- **Task directions**: Every entry that follows is to be set down exactly, with its pictures omitted.

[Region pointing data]
• • • • • • •

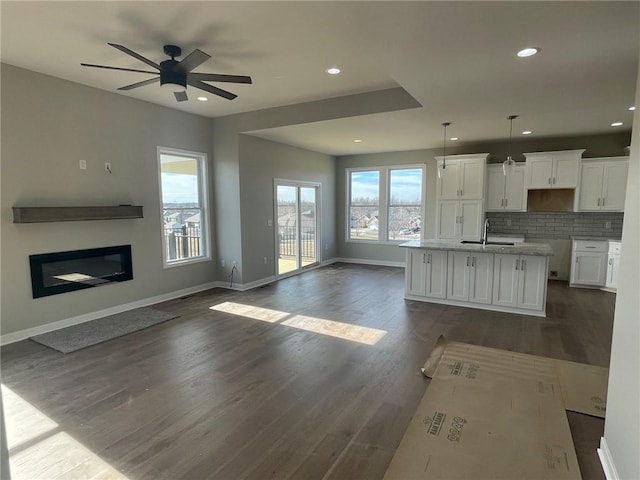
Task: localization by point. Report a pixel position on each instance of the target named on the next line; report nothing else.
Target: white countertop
(540, 249)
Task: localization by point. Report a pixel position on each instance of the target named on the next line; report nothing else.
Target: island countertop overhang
(536, 249)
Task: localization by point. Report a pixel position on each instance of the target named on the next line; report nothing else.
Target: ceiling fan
(178, 74)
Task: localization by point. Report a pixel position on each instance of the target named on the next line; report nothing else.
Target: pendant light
(509, 164)
(443, 165)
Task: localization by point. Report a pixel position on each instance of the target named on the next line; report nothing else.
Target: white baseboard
(68, 322)
(607, 462)
(366, 261)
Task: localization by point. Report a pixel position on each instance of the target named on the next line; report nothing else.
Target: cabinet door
(470, 219)
(472, 179)
(591, 187)
(614, 186)
(515, 192)
(589, 268)
(539, 172)
(532, 282)
(565, 172)
(415, 271)
(459, 264)
(505, 280)
(495, 188)
(481, 278)
(449, 181)
(613, 265)
(448, 220)
(436, 281)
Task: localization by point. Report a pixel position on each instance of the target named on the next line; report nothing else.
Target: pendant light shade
(509, 164)
(443, 165)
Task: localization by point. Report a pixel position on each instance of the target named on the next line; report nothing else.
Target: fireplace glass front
(60, 272)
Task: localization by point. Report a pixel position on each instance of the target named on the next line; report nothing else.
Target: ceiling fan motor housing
(171, 73)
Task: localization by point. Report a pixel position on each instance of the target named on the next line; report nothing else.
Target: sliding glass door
(297, 226)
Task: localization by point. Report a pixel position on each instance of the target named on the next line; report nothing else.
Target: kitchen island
(504, 278)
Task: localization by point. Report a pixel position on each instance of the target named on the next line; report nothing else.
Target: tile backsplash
(556, 225)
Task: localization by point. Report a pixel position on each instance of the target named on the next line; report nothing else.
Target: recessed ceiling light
(528, 52)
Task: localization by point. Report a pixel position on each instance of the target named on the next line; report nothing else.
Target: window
(183, 193)
(399, 216)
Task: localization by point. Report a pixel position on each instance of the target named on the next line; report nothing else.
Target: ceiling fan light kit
(175, 75)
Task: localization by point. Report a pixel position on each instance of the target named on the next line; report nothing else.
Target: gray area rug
(86, 334)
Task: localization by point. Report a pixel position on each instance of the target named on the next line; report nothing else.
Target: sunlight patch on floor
(332, 328)
(39, 448)
(257, 313)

• • • • • • •

- **Expected output**:
Task: localization by point. Report a pixel position on each instance of the target named on the next line; report nothing else.
Target: white countertop
(540, 249)
Task: localization by point. Report a pixel position on each instance of the target named on the next line; report nothing else.
Target: island countertop overhang
(536, 249)
Task: localization by point. Report a pixel position on each instance of the target named on the next line; report nothing else.
Target: ceiling fan
(178, 74)
Task: localization by point. Report a pixel position on each instance of the target named on the next line; report nothing else.
Target: pendant light
(509, 164)
(443, 165)
Task: localization by point. Report a pixel position on each instance of the target named on the next line; report nothing else.
Target: white baseboard
(68, 322)
(607, 462)
(366, 261)
Task: localization by point. Report a pixel position on each instance of the target named on the next line; report nothing else.
Target: cabinet door
(470, 219)
(472, 179)
(591, 187)
(614, 186)
(515, 192)
(589, 268)
(539, 172)
(532, 282)
(565, 172)
(415, 271)
(459, 264)
(505, 280)
(495, 188)
(481, 278)
(449, 181)
(613, 265)
(448, 220)
(436, 281)
Task: localization by point. Report a pixel position on each instance of the target named on the next line; report nothing else.
Target: pendant light shade
(509, 164)
(443, 165)
Task: localization by point. Report a pixel position on each instance of the target named on the next line; report nothing else.
Target: fireplace glass front
(60, 272)
Task: localization by point. Report a pixel position on each instance of the target named on the next line; report nothing else.
Target: ceiling fan motor housing
(171, 73)
Task: localization by point. Report a pixel position on each instance of the target named on the next line; report nothing else.
Target: sliding glass door
(297, 226)
Task: localization by point. Report a pixel position on each instance of the target named on the next line; report nothing else.
Target: kitchen island
(504, 278)
Task: localization by point. Report a pixel position on each instance of the target named on the next line; report nothing else.
Target: tile backsplash
(556, 225)
Task: localization by point. Report a pixel position on each instance of the target named on the next line; report nothing else.
Target: recessed ceiling light
(528, 52)
Task: localization by point. Report a pixel position on each instance of the target named on the next line; report nothing else.
Target: window
(183, 193)
(399, 216)
Task: localization by point. Report a pixel position on each instance of the target named on the next line; report nothing else.
Target: ceiling fan light kit
(175, 75)
Task: localization by point. Report a pixel position on each instance of the target named on the next line; report nothing else.
Target: gray area rug
(86, 334)
Task: localization by point. Report a pixel position on each instance of the target named on the next line; report nothing else.
Target: sunlight patch on floor
(332, 328)
(39, 448)
(257, 313)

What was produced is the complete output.